Instructions to follow: Reproduce the rows below from the line with "What to find: foliage" to the line with "[312,0,357,189]", including both of those lines, and omit any pictures.

Annotated coordinate records
____________________
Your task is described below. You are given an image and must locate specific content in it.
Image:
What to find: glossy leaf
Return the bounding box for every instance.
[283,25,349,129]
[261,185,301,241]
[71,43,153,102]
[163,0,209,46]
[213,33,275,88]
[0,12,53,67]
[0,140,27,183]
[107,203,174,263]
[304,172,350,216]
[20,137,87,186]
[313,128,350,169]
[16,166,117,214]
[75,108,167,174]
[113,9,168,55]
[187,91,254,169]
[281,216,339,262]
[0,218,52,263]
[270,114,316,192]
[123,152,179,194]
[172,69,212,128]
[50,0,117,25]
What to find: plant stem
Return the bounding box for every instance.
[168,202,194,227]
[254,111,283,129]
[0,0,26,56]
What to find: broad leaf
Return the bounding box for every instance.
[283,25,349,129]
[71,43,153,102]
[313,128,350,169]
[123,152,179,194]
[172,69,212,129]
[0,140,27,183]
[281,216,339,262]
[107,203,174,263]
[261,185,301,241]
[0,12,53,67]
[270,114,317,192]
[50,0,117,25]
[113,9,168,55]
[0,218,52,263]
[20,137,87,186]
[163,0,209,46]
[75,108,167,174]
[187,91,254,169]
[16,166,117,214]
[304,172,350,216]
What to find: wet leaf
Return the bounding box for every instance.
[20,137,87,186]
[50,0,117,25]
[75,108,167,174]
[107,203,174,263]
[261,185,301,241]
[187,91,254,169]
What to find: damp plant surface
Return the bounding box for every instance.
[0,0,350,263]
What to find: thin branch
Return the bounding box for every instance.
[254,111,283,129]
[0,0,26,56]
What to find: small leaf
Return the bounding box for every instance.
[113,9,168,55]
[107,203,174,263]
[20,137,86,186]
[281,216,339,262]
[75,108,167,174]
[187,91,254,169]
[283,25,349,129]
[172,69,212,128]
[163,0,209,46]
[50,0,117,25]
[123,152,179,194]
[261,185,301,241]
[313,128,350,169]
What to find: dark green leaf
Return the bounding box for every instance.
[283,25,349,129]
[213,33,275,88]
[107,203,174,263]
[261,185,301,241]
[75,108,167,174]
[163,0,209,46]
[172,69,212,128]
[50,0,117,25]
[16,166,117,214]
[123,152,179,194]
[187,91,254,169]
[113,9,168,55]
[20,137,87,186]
____________________
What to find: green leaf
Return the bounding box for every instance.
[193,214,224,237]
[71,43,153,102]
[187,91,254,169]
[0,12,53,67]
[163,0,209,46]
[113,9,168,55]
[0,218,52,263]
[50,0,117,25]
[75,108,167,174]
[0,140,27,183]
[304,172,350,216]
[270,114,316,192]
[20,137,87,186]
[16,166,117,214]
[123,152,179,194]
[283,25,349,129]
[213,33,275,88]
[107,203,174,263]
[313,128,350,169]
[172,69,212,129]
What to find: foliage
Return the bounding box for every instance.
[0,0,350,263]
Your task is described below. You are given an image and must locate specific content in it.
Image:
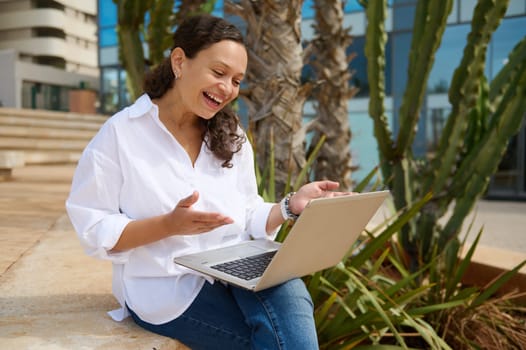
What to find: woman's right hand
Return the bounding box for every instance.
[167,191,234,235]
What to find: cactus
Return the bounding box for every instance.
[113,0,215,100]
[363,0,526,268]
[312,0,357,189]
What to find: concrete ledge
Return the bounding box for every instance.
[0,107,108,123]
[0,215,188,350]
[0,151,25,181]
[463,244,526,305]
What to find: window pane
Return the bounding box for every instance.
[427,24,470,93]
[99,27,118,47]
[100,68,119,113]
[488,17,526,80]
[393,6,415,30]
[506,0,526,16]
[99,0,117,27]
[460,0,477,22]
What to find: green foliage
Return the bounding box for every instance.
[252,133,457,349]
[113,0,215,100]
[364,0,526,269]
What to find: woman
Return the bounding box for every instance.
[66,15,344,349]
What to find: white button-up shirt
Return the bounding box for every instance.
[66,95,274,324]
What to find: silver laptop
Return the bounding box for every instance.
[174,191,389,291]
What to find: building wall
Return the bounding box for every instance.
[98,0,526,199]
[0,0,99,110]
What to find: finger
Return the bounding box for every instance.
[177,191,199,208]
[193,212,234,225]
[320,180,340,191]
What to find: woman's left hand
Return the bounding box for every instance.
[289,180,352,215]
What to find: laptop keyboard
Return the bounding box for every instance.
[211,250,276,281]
____________________
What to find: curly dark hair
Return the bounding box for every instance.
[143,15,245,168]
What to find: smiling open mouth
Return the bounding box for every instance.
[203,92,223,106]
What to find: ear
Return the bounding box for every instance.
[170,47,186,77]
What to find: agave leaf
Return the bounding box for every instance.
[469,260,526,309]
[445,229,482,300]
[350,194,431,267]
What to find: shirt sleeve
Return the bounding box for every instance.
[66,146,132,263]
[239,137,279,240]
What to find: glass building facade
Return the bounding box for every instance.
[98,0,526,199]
____________________
Final answer:
What to find: foliage
Return the bounding box for every instance.
[0,0,350,263]
Your task is described below. You are given an image and must locate specific content in it.
Image:
What to find: woman's right hand
Return the bounding box for every instance.
[167,191,234,235]
What to find: cactus
Return the bounding box for every instance.
[113,0,215,100]
[363,0,526,268]
[312,0,357,189]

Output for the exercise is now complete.